ASSIGNED TASK => In the post "Old is hardly gold.", which event does the writer call one of the most retarded deeds in post-Independence India?

*** QUOTED PASSAGE ***

Tuesday, October 14, 2008

Old is hardly gold.

Every time I hear of the Babri Masjid demolition, I cringe. It remains one of the most retarded deeds in post Independence India and it brings out the worst in me. It is something I am ashamed of and I hate being human at times like those. This has nothing to do with my opinions of religion or freedom of expression or rights of minorities or constitutional guarantees or the expectations I have of my country or anything of that sort. It is the misplaced notion of something from the past deserving so much respect that upsets me.

It is the respect people showed for the 'belief' that the mosque was once a temple long ago in a glorious past, and that it somehow needed resurrection that always gets my goat! I always cringe at historic references to today's realities. If people let go of their ancient notions and thought progressively, we would be able to solve all of today's problems and embrace tomorrow without fear or anxiety. Wrongs need to be corrected, no doubt, but not when the corrections serve no practical purpose. Religion and dogma do not serve any practical purpose, especially in tandem.

But the real culprit is our blind reverence for all things historical. If we were so glorious in our past, why don't we demolish our cities and go infest caves again? Look at what history we have left behind - It wasn't that long ago that slavery was legal, a lot of people were lynched for their knowledge, including those that had perfectly valid theories about gravity and other laws of physics, and people with fevers that made them behave strangely were killed for being in the clutch of "witchcraft". If we had developed our transportation systems based on the theory that the earth was flat, we'd be nowhere today. If we'd believed that leaving the shores our country was somehow inauspicious, we'd hardly be the people we are today. Old is gold? No thanks, I'm happy in my polluted, buzzing, irritating, restless modern world.

*** End of QUOTED PASSAGE ***
*** GIVEN DATA ***

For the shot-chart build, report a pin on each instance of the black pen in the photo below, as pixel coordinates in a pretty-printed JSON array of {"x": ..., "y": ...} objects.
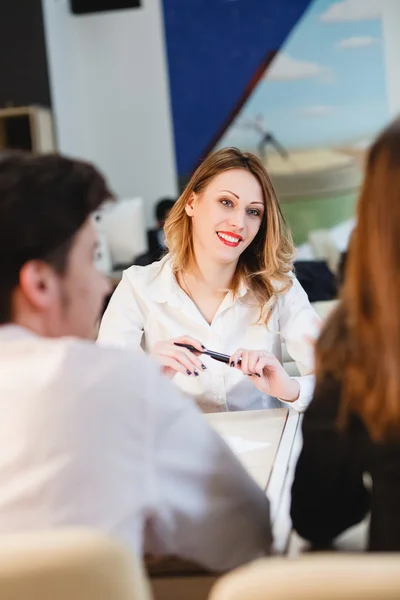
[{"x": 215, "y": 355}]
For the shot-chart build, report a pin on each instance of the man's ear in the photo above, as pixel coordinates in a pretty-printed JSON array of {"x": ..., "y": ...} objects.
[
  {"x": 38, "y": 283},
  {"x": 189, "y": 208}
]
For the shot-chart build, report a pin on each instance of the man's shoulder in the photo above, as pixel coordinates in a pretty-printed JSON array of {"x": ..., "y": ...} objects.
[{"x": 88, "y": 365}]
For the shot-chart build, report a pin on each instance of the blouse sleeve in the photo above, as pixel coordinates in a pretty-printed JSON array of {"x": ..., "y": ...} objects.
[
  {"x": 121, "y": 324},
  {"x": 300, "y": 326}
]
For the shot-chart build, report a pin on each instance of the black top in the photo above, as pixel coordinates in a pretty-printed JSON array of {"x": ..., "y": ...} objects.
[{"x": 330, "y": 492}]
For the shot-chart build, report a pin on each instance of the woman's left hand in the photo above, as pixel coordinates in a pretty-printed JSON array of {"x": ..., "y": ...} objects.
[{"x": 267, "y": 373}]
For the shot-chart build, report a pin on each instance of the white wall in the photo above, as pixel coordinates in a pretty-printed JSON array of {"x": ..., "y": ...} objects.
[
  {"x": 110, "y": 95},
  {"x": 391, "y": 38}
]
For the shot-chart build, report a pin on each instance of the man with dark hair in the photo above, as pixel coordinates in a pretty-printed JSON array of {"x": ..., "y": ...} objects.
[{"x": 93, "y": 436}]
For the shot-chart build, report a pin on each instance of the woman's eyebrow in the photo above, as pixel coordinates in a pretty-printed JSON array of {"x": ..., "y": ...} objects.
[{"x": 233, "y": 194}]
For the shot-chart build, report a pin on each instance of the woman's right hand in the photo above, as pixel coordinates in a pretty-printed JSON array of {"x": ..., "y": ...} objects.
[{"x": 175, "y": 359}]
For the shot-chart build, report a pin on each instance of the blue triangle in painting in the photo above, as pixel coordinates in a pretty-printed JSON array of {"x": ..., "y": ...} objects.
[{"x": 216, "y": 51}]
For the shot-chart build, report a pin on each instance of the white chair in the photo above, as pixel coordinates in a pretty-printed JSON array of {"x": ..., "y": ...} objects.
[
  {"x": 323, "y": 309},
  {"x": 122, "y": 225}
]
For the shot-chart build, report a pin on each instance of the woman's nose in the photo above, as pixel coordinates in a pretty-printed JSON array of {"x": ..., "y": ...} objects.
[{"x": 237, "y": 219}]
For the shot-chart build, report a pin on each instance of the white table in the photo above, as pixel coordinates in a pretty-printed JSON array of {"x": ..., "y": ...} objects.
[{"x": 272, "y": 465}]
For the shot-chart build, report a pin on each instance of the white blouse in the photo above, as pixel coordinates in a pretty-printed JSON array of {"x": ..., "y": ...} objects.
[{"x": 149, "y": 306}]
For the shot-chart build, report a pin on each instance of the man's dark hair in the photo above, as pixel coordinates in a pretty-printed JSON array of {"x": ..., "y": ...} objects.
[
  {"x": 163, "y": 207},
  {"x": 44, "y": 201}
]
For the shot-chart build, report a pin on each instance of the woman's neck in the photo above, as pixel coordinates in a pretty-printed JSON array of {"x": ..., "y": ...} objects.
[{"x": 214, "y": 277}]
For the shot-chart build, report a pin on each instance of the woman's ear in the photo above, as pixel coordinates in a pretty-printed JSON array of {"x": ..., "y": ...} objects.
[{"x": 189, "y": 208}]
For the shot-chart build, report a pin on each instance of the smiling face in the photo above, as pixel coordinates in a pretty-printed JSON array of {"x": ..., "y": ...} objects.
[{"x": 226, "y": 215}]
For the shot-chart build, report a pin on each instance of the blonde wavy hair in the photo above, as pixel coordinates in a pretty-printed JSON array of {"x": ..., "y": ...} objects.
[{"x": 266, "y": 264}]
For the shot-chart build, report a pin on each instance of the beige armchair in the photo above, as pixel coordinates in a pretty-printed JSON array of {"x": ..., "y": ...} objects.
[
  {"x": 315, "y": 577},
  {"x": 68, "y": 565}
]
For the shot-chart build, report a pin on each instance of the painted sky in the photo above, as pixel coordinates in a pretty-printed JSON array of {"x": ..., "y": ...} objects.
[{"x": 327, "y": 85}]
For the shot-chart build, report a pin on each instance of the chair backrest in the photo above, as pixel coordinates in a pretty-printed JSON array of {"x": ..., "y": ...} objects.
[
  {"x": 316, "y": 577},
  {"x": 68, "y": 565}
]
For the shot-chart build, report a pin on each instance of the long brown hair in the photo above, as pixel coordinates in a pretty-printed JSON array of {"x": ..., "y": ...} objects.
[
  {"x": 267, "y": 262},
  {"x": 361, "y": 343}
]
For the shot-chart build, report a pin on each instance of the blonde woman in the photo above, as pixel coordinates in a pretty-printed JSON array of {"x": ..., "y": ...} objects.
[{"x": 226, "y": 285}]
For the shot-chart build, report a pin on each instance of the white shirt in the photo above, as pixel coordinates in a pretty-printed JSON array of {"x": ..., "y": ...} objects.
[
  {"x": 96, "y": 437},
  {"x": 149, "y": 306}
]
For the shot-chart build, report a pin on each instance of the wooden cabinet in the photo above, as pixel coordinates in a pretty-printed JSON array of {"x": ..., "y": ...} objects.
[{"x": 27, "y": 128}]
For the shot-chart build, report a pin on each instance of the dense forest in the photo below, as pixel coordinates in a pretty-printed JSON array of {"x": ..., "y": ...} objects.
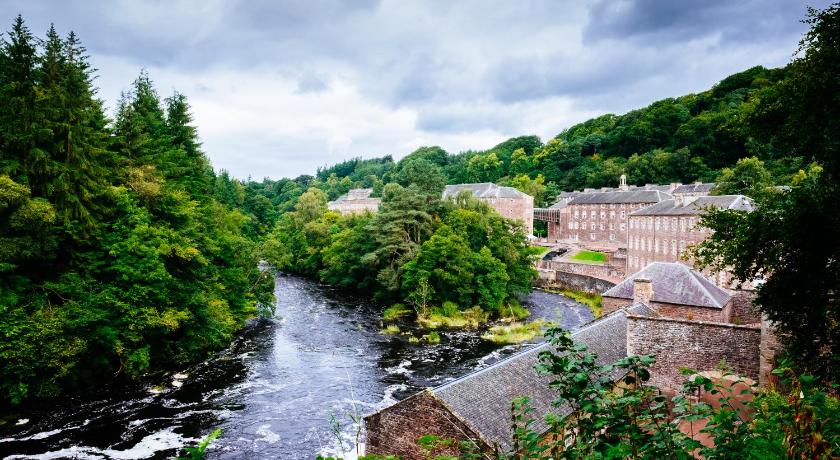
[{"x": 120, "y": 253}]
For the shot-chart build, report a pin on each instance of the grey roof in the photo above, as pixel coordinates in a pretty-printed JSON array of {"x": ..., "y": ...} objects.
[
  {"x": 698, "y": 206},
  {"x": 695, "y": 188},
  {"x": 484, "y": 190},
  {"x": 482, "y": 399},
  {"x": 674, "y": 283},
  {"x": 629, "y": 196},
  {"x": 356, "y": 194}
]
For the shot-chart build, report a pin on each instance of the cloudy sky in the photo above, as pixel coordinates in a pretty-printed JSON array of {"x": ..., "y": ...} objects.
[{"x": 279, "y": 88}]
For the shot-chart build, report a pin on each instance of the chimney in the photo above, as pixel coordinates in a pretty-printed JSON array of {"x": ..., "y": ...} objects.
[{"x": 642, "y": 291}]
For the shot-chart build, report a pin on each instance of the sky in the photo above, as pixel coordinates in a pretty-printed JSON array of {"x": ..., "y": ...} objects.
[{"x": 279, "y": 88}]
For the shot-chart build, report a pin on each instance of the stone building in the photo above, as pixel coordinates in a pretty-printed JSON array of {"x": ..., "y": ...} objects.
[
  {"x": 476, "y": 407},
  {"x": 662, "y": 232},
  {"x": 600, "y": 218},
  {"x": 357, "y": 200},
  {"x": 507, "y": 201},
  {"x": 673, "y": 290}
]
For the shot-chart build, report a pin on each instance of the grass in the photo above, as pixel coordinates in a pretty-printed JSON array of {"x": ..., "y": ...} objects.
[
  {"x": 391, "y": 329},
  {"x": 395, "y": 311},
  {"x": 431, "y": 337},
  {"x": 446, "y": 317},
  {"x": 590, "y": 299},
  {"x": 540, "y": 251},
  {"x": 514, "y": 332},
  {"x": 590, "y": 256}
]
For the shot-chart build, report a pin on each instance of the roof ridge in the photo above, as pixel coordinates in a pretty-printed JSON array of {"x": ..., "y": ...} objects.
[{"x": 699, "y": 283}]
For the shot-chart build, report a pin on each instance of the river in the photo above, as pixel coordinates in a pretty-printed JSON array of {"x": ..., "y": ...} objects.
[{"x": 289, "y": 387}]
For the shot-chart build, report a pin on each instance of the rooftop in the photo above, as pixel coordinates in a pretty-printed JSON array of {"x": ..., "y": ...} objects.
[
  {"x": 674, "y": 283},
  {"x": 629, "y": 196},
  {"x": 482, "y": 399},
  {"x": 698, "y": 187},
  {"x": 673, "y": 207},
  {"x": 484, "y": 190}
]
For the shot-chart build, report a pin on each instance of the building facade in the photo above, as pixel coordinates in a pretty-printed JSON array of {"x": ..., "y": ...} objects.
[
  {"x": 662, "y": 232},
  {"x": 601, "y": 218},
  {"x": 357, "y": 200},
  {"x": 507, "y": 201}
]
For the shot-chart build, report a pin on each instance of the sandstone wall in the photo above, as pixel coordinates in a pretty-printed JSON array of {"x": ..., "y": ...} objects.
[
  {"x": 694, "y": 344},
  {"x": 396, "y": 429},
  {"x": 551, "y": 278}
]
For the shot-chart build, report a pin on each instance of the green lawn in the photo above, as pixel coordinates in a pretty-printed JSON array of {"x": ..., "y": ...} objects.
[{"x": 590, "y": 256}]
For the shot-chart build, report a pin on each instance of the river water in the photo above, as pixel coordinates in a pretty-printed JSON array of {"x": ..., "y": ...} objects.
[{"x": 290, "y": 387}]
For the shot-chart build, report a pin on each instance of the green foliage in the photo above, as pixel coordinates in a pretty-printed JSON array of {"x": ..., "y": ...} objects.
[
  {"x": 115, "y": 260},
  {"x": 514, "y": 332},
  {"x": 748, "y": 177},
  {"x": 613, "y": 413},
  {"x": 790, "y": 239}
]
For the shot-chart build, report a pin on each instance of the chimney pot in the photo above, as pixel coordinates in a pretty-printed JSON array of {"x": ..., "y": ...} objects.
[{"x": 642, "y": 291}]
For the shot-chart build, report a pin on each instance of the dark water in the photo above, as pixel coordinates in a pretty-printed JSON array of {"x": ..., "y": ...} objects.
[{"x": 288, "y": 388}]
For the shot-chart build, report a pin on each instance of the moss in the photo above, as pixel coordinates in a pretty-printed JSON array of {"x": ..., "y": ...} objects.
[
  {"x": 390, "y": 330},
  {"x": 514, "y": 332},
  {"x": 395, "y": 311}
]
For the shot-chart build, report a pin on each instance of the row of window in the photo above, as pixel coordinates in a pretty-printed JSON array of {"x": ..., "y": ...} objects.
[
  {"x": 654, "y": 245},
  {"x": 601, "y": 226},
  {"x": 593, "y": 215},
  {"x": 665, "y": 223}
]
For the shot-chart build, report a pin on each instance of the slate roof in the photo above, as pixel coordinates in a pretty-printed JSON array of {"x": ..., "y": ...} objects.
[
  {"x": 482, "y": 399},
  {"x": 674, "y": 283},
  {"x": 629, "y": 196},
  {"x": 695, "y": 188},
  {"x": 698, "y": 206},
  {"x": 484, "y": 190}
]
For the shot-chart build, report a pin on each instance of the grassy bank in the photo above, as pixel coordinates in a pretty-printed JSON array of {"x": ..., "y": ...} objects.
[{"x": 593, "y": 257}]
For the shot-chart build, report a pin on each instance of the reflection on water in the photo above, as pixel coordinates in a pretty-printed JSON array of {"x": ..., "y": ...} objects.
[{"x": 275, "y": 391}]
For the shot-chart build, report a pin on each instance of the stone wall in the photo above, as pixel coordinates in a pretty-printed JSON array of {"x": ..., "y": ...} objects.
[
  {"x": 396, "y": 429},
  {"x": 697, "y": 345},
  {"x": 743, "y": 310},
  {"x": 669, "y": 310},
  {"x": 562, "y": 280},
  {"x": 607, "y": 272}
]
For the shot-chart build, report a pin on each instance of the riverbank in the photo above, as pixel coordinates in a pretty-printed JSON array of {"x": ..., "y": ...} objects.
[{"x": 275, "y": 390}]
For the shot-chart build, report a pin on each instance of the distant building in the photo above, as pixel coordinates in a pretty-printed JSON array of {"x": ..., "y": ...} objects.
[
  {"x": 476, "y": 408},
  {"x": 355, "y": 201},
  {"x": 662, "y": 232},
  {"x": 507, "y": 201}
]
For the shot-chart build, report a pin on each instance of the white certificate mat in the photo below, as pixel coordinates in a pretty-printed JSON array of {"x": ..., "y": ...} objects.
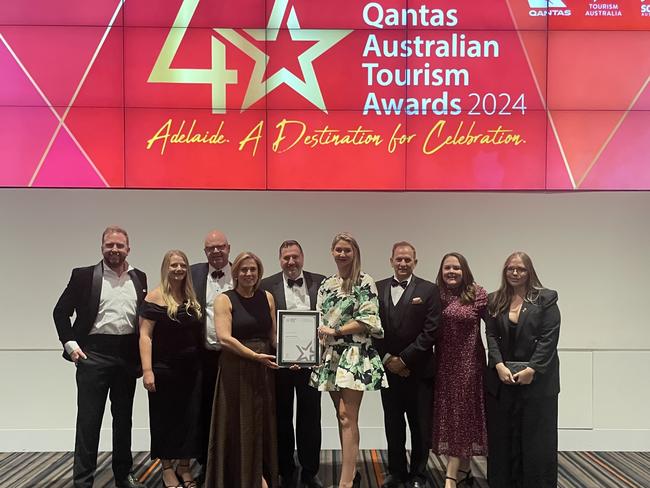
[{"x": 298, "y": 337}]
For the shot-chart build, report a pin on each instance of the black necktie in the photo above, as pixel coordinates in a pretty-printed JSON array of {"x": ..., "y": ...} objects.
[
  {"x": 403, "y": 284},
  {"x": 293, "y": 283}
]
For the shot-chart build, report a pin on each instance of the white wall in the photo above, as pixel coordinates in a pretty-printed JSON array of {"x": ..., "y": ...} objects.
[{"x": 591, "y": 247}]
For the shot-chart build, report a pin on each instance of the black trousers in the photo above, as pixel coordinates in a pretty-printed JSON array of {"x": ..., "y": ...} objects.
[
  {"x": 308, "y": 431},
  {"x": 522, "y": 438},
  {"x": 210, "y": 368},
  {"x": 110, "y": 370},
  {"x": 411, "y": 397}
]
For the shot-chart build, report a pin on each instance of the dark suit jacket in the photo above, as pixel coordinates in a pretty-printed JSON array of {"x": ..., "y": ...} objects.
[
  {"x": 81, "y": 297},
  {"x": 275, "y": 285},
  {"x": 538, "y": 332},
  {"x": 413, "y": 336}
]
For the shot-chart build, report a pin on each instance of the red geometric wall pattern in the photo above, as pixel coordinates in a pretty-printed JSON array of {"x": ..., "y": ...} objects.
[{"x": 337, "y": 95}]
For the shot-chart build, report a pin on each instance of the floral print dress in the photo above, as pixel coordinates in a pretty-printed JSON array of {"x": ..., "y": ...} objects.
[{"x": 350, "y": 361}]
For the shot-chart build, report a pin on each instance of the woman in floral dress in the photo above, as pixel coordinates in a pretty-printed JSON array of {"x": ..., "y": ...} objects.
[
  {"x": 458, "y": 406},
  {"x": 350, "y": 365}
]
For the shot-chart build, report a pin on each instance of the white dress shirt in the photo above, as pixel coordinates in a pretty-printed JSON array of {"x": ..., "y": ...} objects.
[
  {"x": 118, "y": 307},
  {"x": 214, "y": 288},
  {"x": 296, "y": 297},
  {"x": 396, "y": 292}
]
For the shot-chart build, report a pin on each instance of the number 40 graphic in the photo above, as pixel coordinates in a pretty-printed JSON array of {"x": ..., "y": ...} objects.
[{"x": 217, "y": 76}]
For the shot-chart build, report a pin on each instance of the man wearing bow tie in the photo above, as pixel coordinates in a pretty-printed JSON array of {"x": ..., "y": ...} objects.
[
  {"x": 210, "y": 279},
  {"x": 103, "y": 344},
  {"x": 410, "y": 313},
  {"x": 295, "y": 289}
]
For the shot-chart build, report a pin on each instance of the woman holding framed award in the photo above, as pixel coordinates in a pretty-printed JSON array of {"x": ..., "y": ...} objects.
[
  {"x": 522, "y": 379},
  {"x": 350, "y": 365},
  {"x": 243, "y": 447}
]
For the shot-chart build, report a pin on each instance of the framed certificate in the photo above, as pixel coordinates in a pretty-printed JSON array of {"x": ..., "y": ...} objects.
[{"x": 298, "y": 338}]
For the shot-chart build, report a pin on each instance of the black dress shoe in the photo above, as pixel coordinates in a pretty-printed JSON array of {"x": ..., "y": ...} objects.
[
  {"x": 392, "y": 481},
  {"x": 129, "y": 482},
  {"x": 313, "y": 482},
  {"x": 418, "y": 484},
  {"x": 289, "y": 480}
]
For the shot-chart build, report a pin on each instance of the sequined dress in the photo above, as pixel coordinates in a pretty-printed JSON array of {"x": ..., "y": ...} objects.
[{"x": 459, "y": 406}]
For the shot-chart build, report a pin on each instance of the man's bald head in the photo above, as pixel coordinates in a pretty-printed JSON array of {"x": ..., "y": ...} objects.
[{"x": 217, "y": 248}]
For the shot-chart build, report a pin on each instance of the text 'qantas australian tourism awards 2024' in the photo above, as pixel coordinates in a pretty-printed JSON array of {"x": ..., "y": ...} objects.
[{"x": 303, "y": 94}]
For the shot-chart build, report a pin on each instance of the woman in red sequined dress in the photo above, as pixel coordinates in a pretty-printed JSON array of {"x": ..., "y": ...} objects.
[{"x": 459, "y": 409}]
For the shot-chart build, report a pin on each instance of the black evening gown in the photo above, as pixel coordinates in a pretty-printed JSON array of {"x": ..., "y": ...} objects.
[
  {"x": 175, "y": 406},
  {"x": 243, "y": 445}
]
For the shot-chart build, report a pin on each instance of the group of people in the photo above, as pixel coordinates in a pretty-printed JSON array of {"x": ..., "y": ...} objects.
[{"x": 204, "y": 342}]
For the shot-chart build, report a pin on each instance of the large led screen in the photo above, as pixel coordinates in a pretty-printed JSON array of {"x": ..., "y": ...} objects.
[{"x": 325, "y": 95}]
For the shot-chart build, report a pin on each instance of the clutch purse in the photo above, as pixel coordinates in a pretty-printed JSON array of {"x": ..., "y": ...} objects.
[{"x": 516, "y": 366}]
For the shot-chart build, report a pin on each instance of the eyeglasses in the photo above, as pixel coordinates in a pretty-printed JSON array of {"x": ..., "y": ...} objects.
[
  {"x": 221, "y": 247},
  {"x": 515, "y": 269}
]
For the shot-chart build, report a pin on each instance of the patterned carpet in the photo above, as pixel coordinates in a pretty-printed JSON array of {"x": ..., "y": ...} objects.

*** End of GIVEN DATA ***

RESPONSE BELOW => The Babri Masjid demolition.